DO THIS> With the images removed, repeat the data below exactly.

━━━━━━━━━━━━━━━━━━━━━━━━━━━━━━

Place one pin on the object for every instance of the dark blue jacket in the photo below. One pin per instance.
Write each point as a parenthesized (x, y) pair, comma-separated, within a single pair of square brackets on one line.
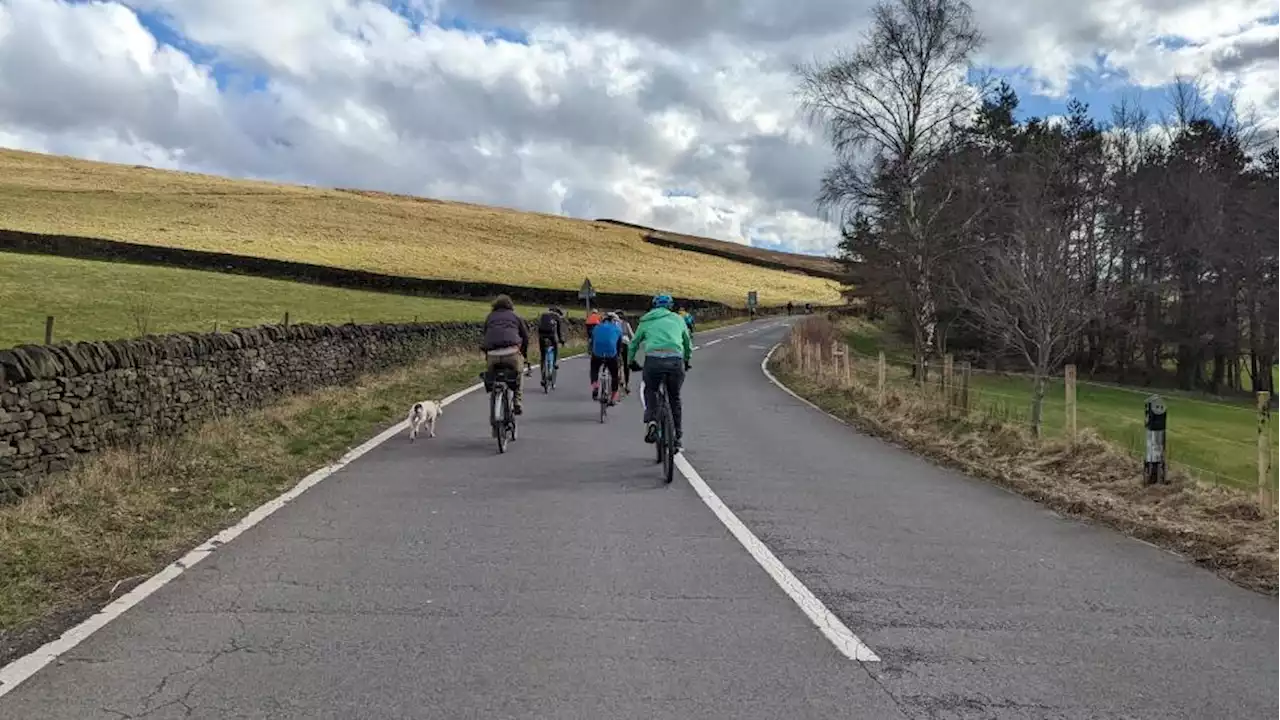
[(606, 338)]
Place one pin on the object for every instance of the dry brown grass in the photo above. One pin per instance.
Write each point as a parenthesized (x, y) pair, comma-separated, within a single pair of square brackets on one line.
[(368, 231), (1219, 528)]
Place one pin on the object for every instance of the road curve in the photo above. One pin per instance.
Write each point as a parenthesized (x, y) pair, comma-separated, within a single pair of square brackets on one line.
[(562, 579)]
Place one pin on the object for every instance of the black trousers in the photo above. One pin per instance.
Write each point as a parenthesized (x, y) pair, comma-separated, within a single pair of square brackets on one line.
[(671, 373)]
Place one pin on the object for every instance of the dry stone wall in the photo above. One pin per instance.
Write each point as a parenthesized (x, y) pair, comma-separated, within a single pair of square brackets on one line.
[(64, 401)]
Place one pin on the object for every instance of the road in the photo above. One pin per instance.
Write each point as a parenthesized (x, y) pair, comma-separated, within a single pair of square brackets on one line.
[(562, 579)]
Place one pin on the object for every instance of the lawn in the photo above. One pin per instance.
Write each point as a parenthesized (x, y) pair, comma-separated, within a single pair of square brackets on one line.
[(95, 300), (369, 231), (1216, 441)]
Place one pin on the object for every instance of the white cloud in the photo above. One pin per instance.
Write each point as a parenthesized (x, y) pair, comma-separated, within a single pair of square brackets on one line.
[(607, 108)]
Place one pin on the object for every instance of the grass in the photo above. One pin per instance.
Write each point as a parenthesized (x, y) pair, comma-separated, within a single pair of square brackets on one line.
[(1214, 441), (1216, 527), (124, 514), (96, 300), (369, 231)]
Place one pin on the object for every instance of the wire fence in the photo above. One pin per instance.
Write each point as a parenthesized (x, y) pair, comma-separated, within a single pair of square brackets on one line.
[(1221, 443)]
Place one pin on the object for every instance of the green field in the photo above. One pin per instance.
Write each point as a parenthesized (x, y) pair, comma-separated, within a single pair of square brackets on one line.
[(1216, 441), (94, 300)]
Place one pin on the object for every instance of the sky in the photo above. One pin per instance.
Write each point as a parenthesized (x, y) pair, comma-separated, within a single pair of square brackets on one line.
[(671, 113)]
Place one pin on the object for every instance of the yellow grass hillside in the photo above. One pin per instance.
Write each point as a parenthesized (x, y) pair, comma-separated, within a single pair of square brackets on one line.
[(368, 231)]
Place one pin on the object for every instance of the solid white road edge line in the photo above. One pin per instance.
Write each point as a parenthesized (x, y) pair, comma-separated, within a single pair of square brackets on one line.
[(23, 668), (19, 670), (833, 628)]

━━━━━━━━━━━━━━━━━━━━━━━━━━━━━━

ANSWER TO THE TASK>
Place one pin on the object for every instance of the dark blue jacket in the photo below. One pin per instance.
Write each point as a parenthesized (x, y) pair, comma-separated, within a single pair of square brackets on one line.
[(606, 338)]
Place one pin on the object for every instance of the dry brown grass in the photo above. One pin per instance.
Write each point as a parenthesized (x, y) pair, comma-separated, within a single pair of square brackets on one line.
[(368, 231), (1219, 528)]
Place one pin on the object for every instance of the road curve in the photo above. One pin per instance.
Write each point as a parenthesized (x, y) pair, comma-separated, within a single pair of square brackets on one line.
[(562, 579)]
Place one pin on the object for every instance of the black trousers in the photo above. One pin per instance.
Write each point as a parenthesized (x, y) pair, comma-separated, within a single pair of square brackets on one line.
[(671, 373)]
Place one pin on the object for every instance of the dry stone wall in the photo above. One pin per instance.
Write each point as a parenthesized (x, y) pair, comma-separated, within a single pair of square brackets on one line.
[(64, 401)]
Place one pin on the object for every instance of the road in the photo above. One pin per instance.
Write each point as a parenthesized (x, y) pair, comma-separated, within a single pair of square brackets on one line.
[(562, 579)]
Place one pin on the object for every instance of the lawn in the photo above. One pin per instance.
Write each point as a parenthesized (x, y) pair, comma-separated, within a single pair of square brackets on one line.
[(95, 300), (369, 231), (1216, 441)]
Place one pin on the object for every instance of the white cloud in the photo above. One pin per instance.
Write each point as a parenthesized (x, y) pair, comma-separated, within a single pair of square brackets on one line.
[(607, 108)]
Place one pin on the object for every instance of the grass in the photo above. One pin per instance.
Write each point as a parenthesized (x, y) pair, comma-separated, within a single pair of square brackets on one line.
[(1214, 441), (1216, 527), (124, 514), (96, 300), (369, 231)]
Place one pin on the object for every instance of the wire fence in the photo above. One pin per instance.
Write each point as a parenthesized (x, y) pair, comma-separated, within a single pair of square brackets on one line.
[(1221, 443)]
Place one pin on the object for every instance of the green field in the photo above. One pin per instance.
Write each point as a parenthesized (x, y) pair, comma-separated, within a single pair of square brackets on one line.
[(1216, 441), (94, 300)]
Place one pin on the object for every instance of the sky in the photo above. One pin per instance.
Write each point as a parenthesized (x, y) pair, comma-separated, within a single pair of square brackets on one line.
[(671, 113)]
Place one pin on the object for every instance of the yellow grass hillside in the photo above. One pin per instance.
Write each point as a parenthesized (x, y) pair, comma-separated, within a single pair of square brackets on one line.
[(368, 231)]
Place one pin on the object for every instance of the solid white road edge line in the photo above. One pin per instance.
Write each point as a parenthesized (x, y) pair, comma-separated, within a single pair of square brackets on one line.
[(23, 668), (19, 670), (833, 628)]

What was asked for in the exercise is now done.